» Exercise objective:
Give every line of the data again, unchanged, but with no pictures.

(Excerpts of location labeling data)
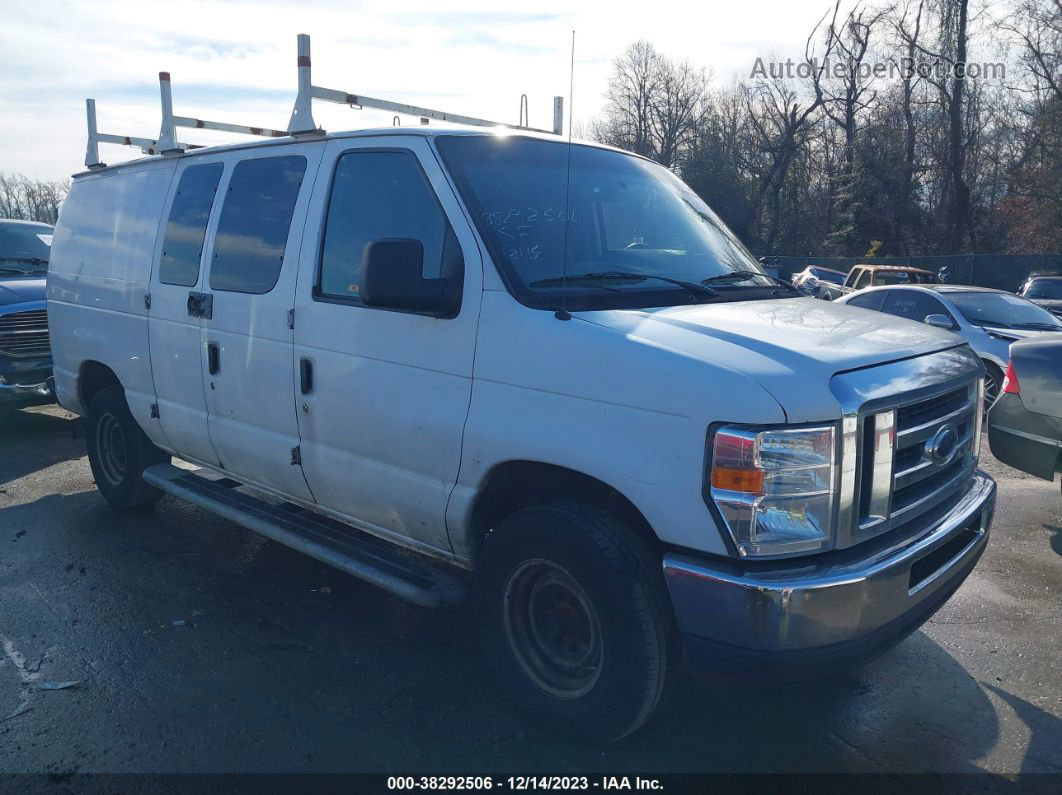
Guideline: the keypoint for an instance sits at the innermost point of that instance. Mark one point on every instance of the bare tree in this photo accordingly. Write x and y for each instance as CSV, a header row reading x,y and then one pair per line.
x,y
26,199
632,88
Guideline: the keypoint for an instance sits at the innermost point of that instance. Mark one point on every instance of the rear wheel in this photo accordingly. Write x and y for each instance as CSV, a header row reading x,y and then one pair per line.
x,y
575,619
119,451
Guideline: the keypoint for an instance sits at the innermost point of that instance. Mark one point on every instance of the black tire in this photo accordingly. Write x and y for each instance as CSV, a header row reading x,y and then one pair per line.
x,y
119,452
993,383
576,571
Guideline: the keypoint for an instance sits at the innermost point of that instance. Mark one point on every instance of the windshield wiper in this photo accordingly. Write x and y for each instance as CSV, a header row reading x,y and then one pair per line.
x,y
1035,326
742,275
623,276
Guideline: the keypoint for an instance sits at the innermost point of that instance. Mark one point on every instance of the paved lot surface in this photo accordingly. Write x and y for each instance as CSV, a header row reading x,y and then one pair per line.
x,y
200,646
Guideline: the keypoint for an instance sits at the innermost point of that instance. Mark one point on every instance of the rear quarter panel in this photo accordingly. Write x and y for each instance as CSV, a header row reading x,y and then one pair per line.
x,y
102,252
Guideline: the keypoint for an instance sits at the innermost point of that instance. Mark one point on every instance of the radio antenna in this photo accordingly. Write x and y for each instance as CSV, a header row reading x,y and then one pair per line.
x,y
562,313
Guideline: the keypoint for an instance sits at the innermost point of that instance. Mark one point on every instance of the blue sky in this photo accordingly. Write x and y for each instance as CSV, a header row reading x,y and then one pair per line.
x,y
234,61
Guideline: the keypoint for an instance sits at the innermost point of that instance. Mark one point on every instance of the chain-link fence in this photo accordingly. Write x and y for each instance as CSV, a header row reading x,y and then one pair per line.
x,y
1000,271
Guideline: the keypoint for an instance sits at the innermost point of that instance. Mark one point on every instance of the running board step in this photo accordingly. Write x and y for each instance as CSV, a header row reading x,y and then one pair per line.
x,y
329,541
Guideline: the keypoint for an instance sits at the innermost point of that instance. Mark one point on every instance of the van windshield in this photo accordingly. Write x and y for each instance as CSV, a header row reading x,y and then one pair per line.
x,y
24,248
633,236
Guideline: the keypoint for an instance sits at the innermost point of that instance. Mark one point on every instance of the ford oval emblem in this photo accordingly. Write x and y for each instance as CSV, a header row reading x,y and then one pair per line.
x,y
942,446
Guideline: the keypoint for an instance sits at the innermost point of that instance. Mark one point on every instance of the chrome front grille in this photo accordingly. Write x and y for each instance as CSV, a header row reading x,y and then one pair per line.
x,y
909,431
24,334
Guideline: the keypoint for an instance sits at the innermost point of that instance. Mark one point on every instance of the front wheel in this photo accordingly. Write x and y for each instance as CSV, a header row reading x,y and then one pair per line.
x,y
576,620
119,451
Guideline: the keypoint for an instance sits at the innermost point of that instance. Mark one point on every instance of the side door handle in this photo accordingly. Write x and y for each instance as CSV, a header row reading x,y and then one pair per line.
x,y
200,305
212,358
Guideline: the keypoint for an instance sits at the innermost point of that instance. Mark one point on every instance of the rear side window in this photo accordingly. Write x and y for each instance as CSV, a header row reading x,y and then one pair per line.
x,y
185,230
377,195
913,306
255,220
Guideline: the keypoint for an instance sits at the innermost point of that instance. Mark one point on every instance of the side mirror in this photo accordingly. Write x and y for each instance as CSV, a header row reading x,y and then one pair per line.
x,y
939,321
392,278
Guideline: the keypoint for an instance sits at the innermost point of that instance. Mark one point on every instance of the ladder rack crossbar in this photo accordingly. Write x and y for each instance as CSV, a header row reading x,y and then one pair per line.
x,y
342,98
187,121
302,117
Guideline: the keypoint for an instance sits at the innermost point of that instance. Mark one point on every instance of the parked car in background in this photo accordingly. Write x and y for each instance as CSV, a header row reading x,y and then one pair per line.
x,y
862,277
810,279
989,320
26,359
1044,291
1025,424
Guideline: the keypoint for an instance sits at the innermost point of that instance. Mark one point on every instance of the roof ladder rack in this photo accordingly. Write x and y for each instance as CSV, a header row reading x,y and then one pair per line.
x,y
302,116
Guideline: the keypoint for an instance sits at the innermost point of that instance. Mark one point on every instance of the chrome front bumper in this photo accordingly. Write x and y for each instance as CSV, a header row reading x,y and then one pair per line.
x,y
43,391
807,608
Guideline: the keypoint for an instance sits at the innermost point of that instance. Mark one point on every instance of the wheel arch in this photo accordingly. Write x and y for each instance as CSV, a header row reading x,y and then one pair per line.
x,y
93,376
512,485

» Expected answer:
Guideline: the keypoint for an instance sits at the innermost point of that instance. Mark one point on every instance of the bare tree in this photo accordingly. Write x and y for each instance as CSV, a header row reading x,y and then one pair per line.
x,y
26,199
632,88
Guideline: the keypoint for an instance sits at the innermost point of that instance. Mark one point on every instance of the rear wheel in this photo accordingly. Write x and y for each instance as CSV, a header row reading x,y and then one pair per line.
x,y
575,619
119,451
Guideline: the keypoint for an instance sits at the innermost point of that instance. Mark one point on every instance of the black tire in this photo accordingly. Write x and y for each instance as CSV, a header row reading x,y and then one pair per line.
x,y
119,452
993,383
576,571
Guideline: the keypoint for an instance sits at the innermost point of that instance. Mark one point on every instance of the windshield wiper in this photo accordingly. Write x and y for each instance as CSV, a header row reading x,y and then one pair per line.
x,y
1035,326
742,275
623,276
Guideline: the keypoint for an instance sits at the innermost point of that instance. Mark one point on every instance of the paved lot surface in this photo accordingly. Write x and y for each instance as CSV, a header row reading x,y and then one pair per line.
x,y
200,646
Guideline: the keypoint for an instance sits at the innermost point of that instance. Mark one point on every instance of the rear quarter panel in this photo accordingly. Write x and y for each instance as CSV, a header row reading x,y and then one pair per line.
x,y
102,252
Guideline: the keypoint for an instance sits at the innermost point of that instance. Mark one point on every instance of the radio antenna in this photo accordingly. Write x and y for each instance as CSV, a header row reading x,y and then one pair per line.
x,y
562,313
Guideline: the keypoint for an instance sits at the innermost point of that instance. Mark one point on every instance of the blue sky in this photo accordingly. Write x and y for each instance as CSV, a header row reading x,y and then one pair per line.
x,y
234,61
Guideline: the keypoint for an instance sits at the innermost point of that instance. Mark one point on every instance of the chain-link fence in this photo accordingly. Write x and y for each instance as CSV, a header row reading x,y and then one pair per line.
x,y
1000,271
Guideline: the keypoint for an instance sits at the innermost point of that instance. Mark one point on every instance of the running board step in this photo accordingly. Write x and y for each instance as CSV, a header row reading x,y and then one pair per line.
x,y
329,541
Guideline: the keypoint for an instance sits at the innermost point of that instance. Mark one point on every instance of the van windshield in this photo accordingly. Write x and y for each instance as CSV, a header row reading x,y and then one pair per line.
x,y
24,248
633,236
Guideline: the keypoint for an instance sits at the innermost point of that instance. Mark one point on every instance of the ford oval emblem in this photo accordingly. Write x and y for each instance as CSV, a header row reading x,y and then one pair per line.
x,y
942,446
Guideline: the keypoint for an instance sits at the innermost point of that instance. Mark one point on every instance of the chrome front grille in this photo accordingly. Write x and y for each instance as CSV, a header row reading x,y and then one pair per line.
x,y
909,431
24,334
Guideline: the keypoint for an instance sits at the innermost point of that instance. Mark one point on every instance of the front wheel in this photo accordingly. Write x and y for each instance as CSV, a header row reading x,y and then one pair per line.
x,y
576,620
119,451
Guideline: the keypoint for an instance sits at the innermost point of that instance. Mark one point on every instance of the side door handle in this photo accordingly. Write x and y for each instance as CSV, a header row reading x,y and then one pair per line.
x,y
200,305
212,358
Guideline: the keypoint for an instance sits at the innermost point of that instance. Mark one point on every instance of the rear side window in this photo accordingly. Write x and y for each instance as CSV, a header row reading x,y and then one pair per line.
x,y
185,230
377,195
913,306
255,220
Guideline: the keypoint for an instance sits at the innermost point of that instance. Mark one point on every instance of the side mirror in this photo accordingly. Write x and y for each instance as CSV, a header row reading x,y and then one pair per line.
x,y
939,321
392,278
Guideline: the keypoint for an instance sits at the innermost point of that instance. Mark one point on every instance of the ladder rack crossbar in this photo accordingly. Write x and y for each instance as CSV, a header row reading x,y and then one pair per line.
x,y
342,98
187,121
302,117
Guideline: the keypoint for an instance sits at the innermost point of that instance. Mark one point on every instance of the parked car in background in this photo accordingly. Write x and y for each instance as CSV, a header row reading x,y and then one pair per line.
x,y
862,277
810,279
989,320
26,359
1044,291
1025,424
Guideline: the keypoint for an instance sits at the innermost point of that instance. Mark one point on every instance of the roof ladder rack in this photo accordingly. Write x and y for each instance as CSV, a header row reading x,y and then one pair per line.
x,y
302,116
Guideline: the keypoint for an instance sits at the innermost point of that instance. Mark one point on every instance of the chrome front bumper in this photo accordingly. Write x and y for each instance as CSV, a header row reading x,y and then one pair per line.
x,y
43,391
807,608
Guideline: the keypoint for an instance sits at the innermost point of that instance. Mark one point on every instance of the wheel arch in this photo accordingly. Write x and y for each instance as CSV, a header row reading x,y and then one pair per line.
x,y
93,376
512,485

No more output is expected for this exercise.